MATERIAL FOR THIS TASK:
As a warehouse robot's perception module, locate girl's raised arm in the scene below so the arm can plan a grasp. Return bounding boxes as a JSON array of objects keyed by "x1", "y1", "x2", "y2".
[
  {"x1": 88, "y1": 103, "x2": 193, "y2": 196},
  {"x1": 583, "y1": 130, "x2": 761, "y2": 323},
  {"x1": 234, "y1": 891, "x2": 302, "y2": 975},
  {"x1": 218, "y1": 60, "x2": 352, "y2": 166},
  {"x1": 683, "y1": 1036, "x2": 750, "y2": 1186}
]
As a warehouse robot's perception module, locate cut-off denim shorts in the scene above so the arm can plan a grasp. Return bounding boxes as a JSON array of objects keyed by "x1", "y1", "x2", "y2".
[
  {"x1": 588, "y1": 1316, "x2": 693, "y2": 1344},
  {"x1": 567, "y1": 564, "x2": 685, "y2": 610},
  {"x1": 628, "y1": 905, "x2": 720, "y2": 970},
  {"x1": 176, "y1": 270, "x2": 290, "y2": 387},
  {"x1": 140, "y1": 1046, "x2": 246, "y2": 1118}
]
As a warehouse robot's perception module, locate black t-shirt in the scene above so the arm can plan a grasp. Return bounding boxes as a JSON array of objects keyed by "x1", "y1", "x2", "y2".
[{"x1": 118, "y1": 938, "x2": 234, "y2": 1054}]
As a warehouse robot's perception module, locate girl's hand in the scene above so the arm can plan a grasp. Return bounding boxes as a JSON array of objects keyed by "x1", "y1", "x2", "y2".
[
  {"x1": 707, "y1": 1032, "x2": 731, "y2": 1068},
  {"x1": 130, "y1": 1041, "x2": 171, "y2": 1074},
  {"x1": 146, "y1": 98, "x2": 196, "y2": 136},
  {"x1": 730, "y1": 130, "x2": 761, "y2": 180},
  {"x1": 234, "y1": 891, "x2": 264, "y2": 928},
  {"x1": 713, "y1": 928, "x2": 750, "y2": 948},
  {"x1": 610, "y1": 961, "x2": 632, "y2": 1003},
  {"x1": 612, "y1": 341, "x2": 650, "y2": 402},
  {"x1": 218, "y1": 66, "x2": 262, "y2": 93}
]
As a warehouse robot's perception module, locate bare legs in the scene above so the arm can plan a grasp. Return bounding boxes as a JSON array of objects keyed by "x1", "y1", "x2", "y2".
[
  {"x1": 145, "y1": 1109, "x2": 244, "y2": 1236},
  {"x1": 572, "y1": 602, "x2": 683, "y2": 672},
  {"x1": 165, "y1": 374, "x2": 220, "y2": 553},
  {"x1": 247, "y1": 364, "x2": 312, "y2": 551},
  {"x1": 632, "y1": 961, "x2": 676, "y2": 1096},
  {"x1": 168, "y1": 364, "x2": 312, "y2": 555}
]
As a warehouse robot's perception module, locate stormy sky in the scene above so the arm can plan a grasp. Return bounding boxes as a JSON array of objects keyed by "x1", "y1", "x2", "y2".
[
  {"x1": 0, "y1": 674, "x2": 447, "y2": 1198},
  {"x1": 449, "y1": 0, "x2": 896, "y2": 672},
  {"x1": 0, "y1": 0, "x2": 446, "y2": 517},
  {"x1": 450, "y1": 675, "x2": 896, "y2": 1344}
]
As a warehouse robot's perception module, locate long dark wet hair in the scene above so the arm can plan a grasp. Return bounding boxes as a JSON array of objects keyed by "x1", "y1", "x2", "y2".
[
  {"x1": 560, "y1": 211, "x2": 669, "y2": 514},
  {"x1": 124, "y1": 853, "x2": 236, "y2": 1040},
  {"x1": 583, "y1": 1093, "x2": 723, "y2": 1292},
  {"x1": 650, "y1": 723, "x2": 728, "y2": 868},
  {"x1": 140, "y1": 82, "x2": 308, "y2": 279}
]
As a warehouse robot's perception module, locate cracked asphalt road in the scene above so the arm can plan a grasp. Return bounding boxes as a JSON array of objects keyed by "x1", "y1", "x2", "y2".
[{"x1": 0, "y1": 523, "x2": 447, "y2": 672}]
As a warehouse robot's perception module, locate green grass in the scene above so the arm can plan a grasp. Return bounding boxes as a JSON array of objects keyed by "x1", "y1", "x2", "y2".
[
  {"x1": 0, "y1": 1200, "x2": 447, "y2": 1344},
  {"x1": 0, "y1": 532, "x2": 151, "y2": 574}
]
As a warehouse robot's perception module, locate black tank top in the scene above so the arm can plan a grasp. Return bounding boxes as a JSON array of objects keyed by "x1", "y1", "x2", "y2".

WRITTEN TASK: List every line of the items above that contains the string "girl", matching case exactly.

TASK RESULT:
As a warehouse robot's perception module, locate girl's raised arm in the scene below so the arm can plan a grasp. Return bounding boxes as a JSON array of objects keyed by "x1", "y1", "x2", "y2".
As a warehouse robot's perception module, locate girl's hand in the scene above so the arm can plan a grasp. Return bounding boxes as a JSON array of objects keyed by "x1", "y1", "x2", "y2".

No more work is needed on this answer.